- Labeled-object pointing entries -
▼
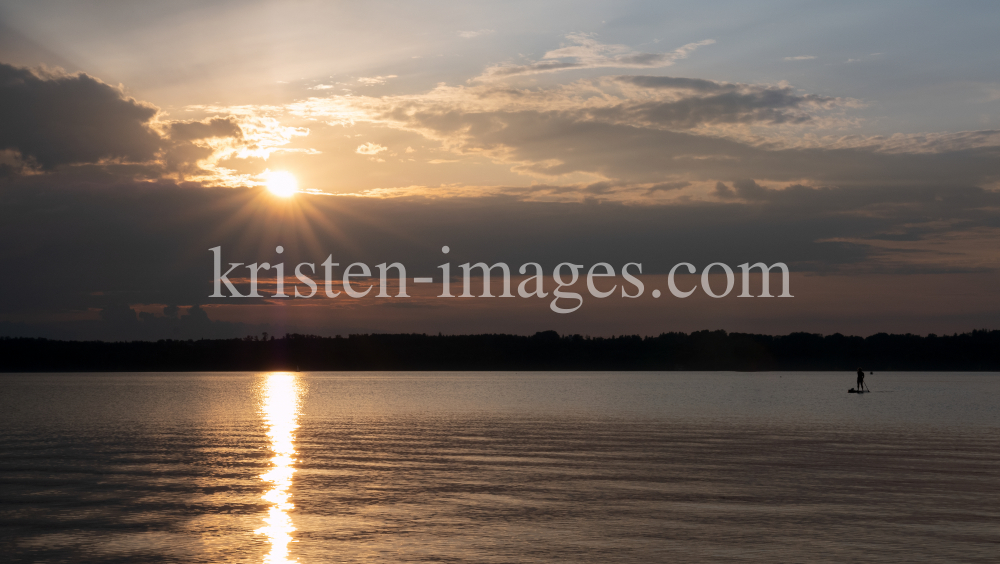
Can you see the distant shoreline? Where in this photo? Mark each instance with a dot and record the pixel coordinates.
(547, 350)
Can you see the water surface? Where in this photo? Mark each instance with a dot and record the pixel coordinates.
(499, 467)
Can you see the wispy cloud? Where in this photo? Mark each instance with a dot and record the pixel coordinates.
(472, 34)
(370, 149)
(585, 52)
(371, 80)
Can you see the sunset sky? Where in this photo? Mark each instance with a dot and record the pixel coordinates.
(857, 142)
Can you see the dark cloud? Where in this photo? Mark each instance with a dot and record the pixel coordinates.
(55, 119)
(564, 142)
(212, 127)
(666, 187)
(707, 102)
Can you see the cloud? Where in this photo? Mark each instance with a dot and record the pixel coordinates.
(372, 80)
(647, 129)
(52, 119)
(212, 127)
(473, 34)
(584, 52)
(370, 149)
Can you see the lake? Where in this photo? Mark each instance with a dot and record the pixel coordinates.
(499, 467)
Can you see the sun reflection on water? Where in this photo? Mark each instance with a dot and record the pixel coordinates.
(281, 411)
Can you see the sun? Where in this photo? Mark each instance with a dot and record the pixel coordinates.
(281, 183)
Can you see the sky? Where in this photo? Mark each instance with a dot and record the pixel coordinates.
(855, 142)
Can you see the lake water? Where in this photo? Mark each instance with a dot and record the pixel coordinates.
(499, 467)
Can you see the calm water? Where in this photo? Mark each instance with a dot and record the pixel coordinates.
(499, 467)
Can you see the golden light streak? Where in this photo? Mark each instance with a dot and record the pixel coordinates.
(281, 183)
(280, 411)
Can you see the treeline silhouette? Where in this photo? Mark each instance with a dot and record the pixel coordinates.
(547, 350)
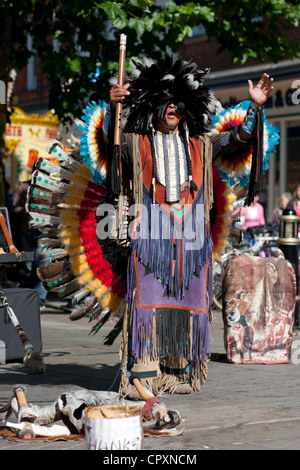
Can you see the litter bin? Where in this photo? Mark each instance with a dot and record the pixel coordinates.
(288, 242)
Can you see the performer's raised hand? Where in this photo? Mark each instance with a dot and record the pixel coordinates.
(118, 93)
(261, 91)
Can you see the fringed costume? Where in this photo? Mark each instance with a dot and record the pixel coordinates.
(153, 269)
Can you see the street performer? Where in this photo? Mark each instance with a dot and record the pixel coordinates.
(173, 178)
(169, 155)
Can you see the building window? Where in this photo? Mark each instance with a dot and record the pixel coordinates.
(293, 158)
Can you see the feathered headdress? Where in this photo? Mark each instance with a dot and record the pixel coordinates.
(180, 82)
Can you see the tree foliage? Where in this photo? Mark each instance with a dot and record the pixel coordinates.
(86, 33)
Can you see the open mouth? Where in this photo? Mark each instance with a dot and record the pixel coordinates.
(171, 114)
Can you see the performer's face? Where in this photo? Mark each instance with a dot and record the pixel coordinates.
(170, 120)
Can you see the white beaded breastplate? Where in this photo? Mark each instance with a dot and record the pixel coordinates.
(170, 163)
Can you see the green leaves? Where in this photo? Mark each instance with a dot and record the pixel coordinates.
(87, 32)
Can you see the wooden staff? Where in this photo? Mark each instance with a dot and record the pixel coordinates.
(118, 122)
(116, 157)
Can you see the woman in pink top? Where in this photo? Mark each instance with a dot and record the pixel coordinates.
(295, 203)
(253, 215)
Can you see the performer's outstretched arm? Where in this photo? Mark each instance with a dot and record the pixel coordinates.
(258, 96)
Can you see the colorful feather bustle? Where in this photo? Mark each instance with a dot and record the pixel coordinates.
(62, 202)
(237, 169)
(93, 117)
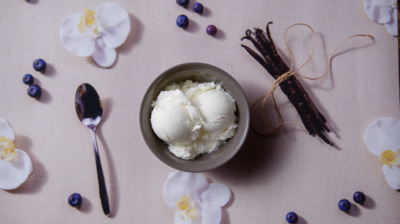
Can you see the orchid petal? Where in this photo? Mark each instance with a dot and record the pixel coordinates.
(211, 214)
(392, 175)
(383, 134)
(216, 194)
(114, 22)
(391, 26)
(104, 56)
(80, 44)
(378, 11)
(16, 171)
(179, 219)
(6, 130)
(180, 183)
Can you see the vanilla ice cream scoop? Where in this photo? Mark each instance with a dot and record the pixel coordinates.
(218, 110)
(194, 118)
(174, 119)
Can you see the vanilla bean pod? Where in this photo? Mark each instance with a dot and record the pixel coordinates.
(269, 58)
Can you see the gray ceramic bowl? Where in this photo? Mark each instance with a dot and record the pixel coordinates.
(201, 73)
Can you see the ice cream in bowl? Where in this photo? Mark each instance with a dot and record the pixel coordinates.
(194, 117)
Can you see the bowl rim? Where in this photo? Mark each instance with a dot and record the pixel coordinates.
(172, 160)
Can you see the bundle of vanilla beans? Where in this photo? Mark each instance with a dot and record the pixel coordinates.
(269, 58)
▲
- Short task -
Please quote exactly the lines from the one containing "Can you see the vanilla ice" through the last line of the records above, both included, and nothing else.

- Result for this exercise -
Can you see the vanilla ice cream scoop? Where in this photo? Mark each instance with a dot and record the pixel coordinates.
(218, 110)
(194, 118)
(174, 119)
Can you see the vanilla bean pod? Where in this photo? Mark each instance with a dot and record the pixel coordinates.
(269, 58)
Can you see the gray ceramic bowl? Where in this photo? Mark each instance with a dot and record the pixel coordinates.
(201, 73)
Can you see the ice cream in bowl? Where in this photo? Mark each instance with a dot and record the pixel coordinates.
(194, 117)
Can you see the bowl rim? Where in this photo? Mark each instance with a dot and record the pixel coordinates.
(172, 160)
Can you see the bundle of vanilla beans? Where in this photo? Mark each instance with a dot and record the pixel coordinates.
(269, 58)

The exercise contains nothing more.